• Stored records:

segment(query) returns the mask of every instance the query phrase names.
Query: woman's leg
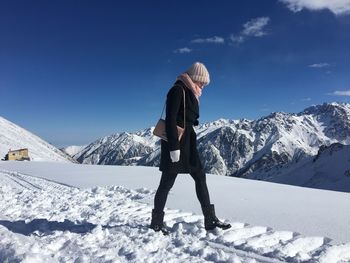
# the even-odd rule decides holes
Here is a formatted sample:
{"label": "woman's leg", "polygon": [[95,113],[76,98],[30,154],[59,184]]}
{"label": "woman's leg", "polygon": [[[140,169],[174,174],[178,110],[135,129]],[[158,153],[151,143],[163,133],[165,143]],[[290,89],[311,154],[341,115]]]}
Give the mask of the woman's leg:
{"label": "woman's leg", "polygon": [[196,194],[202,207],[210,205],[206,174],[204,171],[190,173],[196,184]]}
{"label": "woman's leg", "polygon": [[170,189],[173,187],[177,174],[162,172],[162,177],[154,197],[154,210],[163,211]]}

• Exercise: Switch each "mask" in the lines above to "outline", and write the lines out again with nothing else altered. Leave the pictures out.

• Answer for this exercise:
segment(query) returns the outline of every instance the query phrase names.
Query: woman's leg
# the even-odd rule decides holes
Here is a formatted sample:
{"label": "woman's leg", "polygon": [[95,113],[76,98],[30,154],[59,184]]}
{"label": "woman's leg", "polygon": [[[140,169],[174,174],[178,110],[135,129]],[[158,153],[151,143],[163,133],[165,143]],[[290,89],[311,154],[341,115]]]}
Give the outline of the woman's leg:
{"label": "woman's leg", "polygon": [[196,194],[202,207],[210,205],[206,174],[204,171],[190,173],[196,184]]}
{"label": "woman's leg", "polygon": [[170,189],[173,187],[177,174],[162,172],[162,177],[154,197],[154,210],[163,211]]}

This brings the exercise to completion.